THE PROBLEM: Rewrite the entries between the lines holding "Report one point per instance of the garden" and "624], [928, 268]]", inclusive, swapping "Target" for "Object" and leaving everything else unchanged.

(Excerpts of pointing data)
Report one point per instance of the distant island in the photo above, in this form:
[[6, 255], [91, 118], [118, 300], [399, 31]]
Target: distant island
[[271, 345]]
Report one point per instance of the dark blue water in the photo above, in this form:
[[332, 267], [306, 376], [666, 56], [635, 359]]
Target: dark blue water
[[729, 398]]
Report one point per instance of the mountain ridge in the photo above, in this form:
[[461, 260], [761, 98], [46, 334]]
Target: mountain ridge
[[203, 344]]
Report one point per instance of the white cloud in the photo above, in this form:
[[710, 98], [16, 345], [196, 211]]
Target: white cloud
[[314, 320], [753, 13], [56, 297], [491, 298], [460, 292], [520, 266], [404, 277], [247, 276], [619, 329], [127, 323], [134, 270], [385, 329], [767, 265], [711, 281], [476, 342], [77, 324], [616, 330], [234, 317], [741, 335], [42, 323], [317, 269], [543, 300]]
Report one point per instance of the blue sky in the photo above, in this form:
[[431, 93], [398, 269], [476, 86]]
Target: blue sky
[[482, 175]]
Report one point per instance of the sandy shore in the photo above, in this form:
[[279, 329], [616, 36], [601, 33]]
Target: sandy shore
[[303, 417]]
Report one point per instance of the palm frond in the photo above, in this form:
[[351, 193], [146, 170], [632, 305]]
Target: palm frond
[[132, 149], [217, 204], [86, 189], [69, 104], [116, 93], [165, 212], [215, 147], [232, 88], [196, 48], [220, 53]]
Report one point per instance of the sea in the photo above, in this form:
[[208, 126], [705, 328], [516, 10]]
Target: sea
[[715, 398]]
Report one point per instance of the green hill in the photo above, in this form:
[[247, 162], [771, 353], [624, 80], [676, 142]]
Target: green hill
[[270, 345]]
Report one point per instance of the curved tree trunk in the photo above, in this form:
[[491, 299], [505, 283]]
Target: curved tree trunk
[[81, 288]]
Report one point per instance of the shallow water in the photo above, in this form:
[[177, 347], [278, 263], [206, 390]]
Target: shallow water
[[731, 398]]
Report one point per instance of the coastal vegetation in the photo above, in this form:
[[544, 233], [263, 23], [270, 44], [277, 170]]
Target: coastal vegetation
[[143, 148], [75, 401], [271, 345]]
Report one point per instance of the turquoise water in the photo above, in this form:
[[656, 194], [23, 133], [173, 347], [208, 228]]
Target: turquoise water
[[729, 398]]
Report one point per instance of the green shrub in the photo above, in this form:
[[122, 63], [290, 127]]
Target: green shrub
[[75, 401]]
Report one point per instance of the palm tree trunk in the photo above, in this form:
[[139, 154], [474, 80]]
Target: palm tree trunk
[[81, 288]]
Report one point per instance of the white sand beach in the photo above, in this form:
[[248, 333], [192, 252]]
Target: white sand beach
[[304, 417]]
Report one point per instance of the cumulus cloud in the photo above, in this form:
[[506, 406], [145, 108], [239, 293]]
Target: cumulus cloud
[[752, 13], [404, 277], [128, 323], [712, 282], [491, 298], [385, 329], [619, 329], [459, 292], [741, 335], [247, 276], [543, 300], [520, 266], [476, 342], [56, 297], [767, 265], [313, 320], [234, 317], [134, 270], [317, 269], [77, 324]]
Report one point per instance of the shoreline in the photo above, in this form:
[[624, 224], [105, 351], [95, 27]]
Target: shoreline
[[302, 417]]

* * *

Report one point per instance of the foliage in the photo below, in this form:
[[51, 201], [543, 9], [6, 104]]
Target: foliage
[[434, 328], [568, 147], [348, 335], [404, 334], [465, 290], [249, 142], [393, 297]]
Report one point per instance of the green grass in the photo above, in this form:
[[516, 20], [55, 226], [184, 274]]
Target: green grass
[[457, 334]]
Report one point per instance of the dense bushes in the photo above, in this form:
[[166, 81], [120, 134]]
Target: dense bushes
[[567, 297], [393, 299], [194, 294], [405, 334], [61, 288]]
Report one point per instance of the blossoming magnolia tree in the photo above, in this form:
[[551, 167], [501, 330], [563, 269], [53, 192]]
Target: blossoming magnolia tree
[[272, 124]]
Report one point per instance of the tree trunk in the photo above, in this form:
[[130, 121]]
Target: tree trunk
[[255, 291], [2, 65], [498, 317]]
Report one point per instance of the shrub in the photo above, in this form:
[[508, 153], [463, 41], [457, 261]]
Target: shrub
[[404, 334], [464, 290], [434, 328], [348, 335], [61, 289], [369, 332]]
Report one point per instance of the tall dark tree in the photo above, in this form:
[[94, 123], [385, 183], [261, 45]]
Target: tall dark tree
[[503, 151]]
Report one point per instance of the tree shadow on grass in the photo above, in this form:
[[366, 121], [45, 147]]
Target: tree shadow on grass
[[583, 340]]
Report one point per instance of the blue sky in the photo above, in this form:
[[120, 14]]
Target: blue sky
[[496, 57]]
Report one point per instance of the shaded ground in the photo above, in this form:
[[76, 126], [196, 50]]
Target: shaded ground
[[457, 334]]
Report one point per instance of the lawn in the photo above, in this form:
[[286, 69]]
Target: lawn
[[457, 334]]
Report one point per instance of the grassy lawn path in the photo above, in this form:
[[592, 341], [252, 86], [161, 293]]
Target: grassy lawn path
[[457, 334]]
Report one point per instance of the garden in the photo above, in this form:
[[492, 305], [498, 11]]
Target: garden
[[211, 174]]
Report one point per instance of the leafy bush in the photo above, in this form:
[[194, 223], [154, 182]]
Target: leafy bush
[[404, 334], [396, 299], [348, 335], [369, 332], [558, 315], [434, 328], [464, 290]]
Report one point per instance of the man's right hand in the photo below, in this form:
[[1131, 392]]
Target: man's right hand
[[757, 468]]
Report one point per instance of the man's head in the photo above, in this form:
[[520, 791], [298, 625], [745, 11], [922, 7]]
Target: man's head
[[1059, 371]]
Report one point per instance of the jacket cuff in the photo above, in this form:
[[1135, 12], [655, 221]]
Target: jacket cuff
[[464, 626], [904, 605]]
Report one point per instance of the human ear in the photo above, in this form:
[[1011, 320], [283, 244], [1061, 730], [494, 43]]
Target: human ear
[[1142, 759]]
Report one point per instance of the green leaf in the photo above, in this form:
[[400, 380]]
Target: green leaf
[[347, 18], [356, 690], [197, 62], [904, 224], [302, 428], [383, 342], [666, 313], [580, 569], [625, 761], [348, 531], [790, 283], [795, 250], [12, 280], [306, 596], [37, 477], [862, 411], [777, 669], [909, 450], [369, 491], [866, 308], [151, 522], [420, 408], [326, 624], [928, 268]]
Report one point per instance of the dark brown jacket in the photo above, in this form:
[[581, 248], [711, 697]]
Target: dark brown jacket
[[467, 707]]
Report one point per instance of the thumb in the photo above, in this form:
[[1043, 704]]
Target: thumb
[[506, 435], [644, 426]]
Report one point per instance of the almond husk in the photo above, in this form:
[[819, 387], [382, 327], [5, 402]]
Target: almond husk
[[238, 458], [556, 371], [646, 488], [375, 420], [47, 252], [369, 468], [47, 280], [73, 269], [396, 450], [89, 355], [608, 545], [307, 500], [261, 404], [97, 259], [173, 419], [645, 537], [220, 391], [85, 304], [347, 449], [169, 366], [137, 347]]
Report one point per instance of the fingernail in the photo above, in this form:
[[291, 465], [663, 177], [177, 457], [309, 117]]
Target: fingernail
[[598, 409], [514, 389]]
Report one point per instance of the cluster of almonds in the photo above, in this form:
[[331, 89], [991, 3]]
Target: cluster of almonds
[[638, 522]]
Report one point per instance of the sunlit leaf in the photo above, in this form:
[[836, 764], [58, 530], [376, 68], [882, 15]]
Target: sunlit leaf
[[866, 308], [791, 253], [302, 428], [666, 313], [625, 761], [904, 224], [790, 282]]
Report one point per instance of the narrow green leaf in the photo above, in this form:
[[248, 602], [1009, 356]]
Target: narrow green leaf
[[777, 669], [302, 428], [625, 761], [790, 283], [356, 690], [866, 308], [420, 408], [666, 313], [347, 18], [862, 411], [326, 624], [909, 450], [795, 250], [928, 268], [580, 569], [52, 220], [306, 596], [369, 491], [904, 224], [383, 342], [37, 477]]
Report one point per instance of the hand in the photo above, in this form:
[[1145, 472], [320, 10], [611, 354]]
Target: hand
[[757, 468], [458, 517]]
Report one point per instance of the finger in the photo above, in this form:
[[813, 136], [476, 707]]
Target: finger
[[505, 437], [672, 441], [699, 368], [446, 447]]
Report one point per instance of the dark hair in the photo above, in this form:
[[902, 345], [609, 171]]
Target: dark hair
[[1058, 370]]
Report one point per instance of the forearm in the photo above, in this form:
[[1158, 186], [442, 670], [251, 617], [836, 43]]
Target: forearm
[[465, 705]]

SOLUTION TO THE PROBLEM:
Report one point per instance of the garden in the photo above, in this form:
[[492, 305], [498, 11]]
Object: garden
[[211, 174]]
Report one point per instance of the leafy bush in the photo above, in this form:
[[194, 223], [154, 182]]
Object: leafy bush
[[404, 334], [396, 299], [348, 335], [369, 332], [558, 315], [434, 328], [464, 290]]
Report one point per instance of the man's right hand in the photo below, in this form:
[[1131, 392]]
Object: man's right hand
[[757, 468]]
Report one point per instance of the man's head in the photo above, in this form:
[[520, 791], [298, 625], [745, 11], [922, 7]]
Object: man's head
[[1059, 371]]
Report one point per instance of the jacket cuff in the photo above, in this form:
[[1135, 12], [655, 221]]
Object: jacket cuff
[[464, 626], [904, 605]]
Report one point per instance of the human ear in the photo above, in this form:
[[1011, 320], [283, 244], [1061, 730], [494, 43]]
Object: human ear
[[1142, 759]]
Report one point per instance of the green leaf in the photo above, in this form:
[[400, 380]]
Object: green leaf
[[347, 18], [356, 690], [197, 62], [904, 224], [302, 428], [383, 342], [666, 313], [580, 569], [625, 761], [348, 531], [790, 283], [795, 250], [12, 280], [306, 596], [37, 477], [862, 411], [777, 669], [909, 450], [369, 491], [866, 308], [151, 522], [420, 408], [326, 624], [928, 268]]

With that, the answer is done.